TASK DETAILS: Here are some records. Print all of them exactly.

TASK DATA:
------------------------
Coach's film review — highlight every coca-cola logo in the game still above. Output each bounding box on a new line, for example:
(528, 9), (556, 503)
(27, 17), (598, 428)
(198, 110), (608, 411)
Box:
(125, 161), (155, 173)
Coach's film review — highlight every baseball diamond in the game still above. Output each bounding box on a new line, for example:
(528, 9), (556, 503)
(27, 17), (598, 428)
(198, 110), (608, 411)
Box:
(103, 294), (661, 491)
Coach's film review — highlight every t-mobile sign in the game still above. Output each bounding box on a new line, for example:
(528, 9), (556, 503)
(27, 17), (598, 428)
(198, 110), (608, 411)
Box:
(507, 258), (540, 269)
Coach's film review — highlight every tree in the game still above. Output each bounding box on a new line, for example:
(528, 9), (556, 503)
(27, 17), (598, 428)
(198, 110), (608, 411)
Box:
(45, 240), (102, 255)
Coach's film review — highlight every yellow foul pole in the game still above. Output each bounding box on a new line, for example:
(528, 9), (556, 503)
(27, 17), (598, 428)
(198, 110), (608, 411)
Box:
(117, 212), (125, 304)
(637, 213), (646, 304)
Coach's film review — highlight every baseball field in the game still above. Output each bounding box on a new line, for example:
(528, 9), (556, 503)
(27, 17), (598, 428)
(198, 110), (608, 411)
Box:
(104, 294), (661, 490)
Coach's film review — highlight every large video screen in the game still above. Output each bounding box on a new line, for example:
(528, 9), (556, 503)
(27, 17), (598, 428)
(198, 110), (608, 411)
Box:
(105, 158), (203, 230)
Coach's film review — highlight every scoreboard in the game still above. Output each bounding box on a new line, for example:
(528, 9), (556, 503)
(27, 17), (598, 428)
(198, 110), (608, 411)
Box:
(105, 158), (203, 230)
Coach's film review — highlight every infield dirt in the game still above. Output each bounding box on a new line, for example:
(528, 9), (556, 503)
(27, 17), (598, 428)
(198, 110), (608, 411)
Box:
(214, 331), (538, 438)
------------------------
RESPONSE FOR THIS EXERCISE:
Coach's film review — highlight every coca-cola logo in the game still above. Output each bounding box on a new line, for example:
(528, 9), (556, 503)
(27, 17), (598, 428)
(198, 110), (608, 411)
Box:
(125, 161), (155, 173)
Coach's film review — highlight every baseball diamond in the game still above. Output each bounding box on a new line, for example:
(528, 9), (556, 503)
(27, 17), (598, 428)
(198, 110), (608, 411)
Box:
(103, 294), (661, 491)
Coach's film review — highlight every t-mobile sign in the game still above. Output each bounding box on a new line, for example:
(528, 9), (556, 503)
(27, 17), (598, 428)
(198, 110), (608, 411)
Box:
(507, 258), (540, 269)
Coach's film review — highlight every tree in the game still above. Output each bounding box on a new line, for example:
(528, 9), (556, 503)
(27, 17), (598, 428)
(198, 110), (608, 411)
Box:
(45, 240), (102, 255)
Coach's film review — highlight every yellow foul pole in the game still above. Output each bounding box on a new line, for example:
(528, 9), (556, 503)
(27, 17), (598, 428)
(198, 110), (608, 411)
Box:
(117, 212), (125, 304)
(637, 213), (646, 304)
Coach's film review — highlight every baseball field in the game still above. Output each bounding box on a new line, for example:
(528, 9), (556, 503)
(27, 17), (598, 428)
(198, 110), (608, 411)
Box:
(104, 294), (661, 490)
Coach's film review — highlight every large video screen in the game still above. Output each bounding box on a new line, for example:
(528, 9), (556, 503)
(27, 17), (598, 428)
(198, 110), (608, 411)
Box:
(105, 158), (203, 230)
Coach's film review — highlight every scoreboard in the game still above. Output each bounding box on a new line, for example:
(528, 9), (556, 503)
(27, 17), (598, 428)
(198, 110), (608, 411)
Box:
(105, 158), (203, 230)
Coach's film review — highlight every infield dirt in the game still above. Output each bounding box on a new line, for example:
(528, 9), (556, 503)
(27, 17), (598, 428)
(198, 110), (608, 411)
Box:
(214, 331), (538, 438)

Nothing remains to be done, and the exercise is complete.